- [Work request 1] According to the blog excerpt, who tweeted the video?
- [Work request 2] In the blog excerpt, rewrite the part that opens with the words containing "A few tips for" and closes with "on future projects.", switching "technical staff" to "IT staff" wherever it appears.

Page excerpt START

Tuesday, February 16, 2010

Two Teachers from FRONTLINE: digital_nation

Wow. If this video doesn't summarize the pedagogical questions we are wrestiling with in education, I don't know what does.

Is either teacher completely right? Completely wrong? Definite content to ponder, here...


Wish I could have gotten the video to embed. May try tomorrow when I'm more awake!

Thanks to @wfryer for tweeting this.

Sunday, February 14, 2010

Educators & Technical Folks Should Play Nice

This blog post started out as a comment on Ten Commandments of School Tech Support, but it got way long before I knew it! Probably because this is one of my pet issues.

I'm an instructional technologist who often serves as a bridge between educators and technical staff. The Commandments are good and Mike Moore's response is awesome as well. Too often "educators" and "techs" come at each other from their own perspectives and forget they are playing on the same team.

I believe it is of the utmost importance to have clear communication and patience from both sides. I also think #3 in the commandments - Thou shalt not make fun of the tech skills of teachers or students, nor allow anyone else in the tech department to make disparaging remarks about them - as well as Moore's counter #3 -  We won’t pick on you if you don’t pick on us. Yes, we do know what you say about us - is the key in all of it. We all have different backgrounds and experiences. "Making fun of" or "picking on" each other shows a serious lack of respect for our colleagues and their strengths.

A few tips for educators working with technical staff, from my own experience, are:

1. When working with a technical glitch, write down or screen capture if possible the error messages you get. You do not have to understand them, but you help your technical people a great deal if you give them that information to start with. Don't worry, they'll decode it. Also, try hard to remember exactly what you were doing when the error occurred. That info can also be a key to solving the problem.

2. If you want something new or want a website unblocked or want a procedure changed, be able to articulate the beneficial educational impact your proposal will have if it is approved. And be nice when you ask and all through the interaction about it. Even if things don't go your way in the end, the technical staff will be more open to working with you on future projects.

Page excerpt END
Record set START

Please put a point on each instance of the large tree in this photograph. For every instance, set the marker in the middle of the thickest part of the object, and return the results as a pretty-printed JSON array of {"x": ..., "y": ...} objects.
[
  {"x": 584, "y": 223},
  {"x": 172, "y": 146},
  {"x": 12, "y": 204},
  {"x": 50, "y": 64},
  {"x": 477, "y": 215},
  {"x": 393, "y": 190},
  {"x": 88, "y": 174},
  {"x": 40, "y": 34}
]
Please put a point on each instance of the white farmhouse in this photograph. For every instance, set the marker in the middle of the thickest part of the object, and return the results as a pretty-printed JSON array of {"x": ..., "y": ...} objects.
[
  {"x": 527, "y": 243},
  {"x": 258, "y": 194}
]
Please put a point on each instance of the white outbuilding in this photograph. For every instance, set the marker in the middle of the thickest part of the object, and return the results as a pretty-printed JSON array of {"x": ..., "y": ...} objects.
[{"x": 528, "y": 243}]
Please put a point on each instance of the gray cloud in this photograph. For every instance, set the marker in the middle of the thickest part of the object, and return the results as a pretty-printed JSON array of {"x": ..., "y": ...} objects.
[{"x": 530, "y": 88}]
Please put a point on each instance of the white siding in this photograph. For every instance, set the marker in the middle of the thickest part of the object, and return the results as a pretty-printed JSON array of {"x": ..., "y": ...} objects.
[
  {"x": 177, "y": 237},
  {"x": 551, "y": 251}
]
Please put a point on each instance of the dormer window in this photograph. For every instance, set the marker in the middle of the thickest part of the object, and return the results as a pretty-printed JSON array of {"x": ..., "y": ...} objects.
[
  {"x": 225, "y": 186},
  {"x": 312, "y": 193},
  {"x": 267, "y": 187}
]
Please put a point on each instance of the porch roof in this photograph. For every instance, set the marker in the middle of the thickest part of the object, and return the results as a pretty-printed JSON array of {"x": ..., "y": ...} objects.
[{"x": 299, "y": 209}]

Record set END

- [Task answer 1] @wfryer

- [Task answer 2]
A few tips for educators working with IT staff, from my own experience, are:

1. When working with a technical glitch, write down or screen capture if possible the error messages you get. You do not have to understand them, but you help your technical people a great deal if you give them that information to start with. Don't worry, they'll decode it. Also, try hard to remember exactly what you were doing when the error occurred. That info can also be a key to solving the problem.

2. If you want something new or want a website unblocked or want a procedure changed, be able to articulate the beneficial educational impact your proposal will have if it is approved. And be nice when you ask and all through the interaction about it. Even if things don't go your way in the end, the IT staff will be more open to working with you on future projects.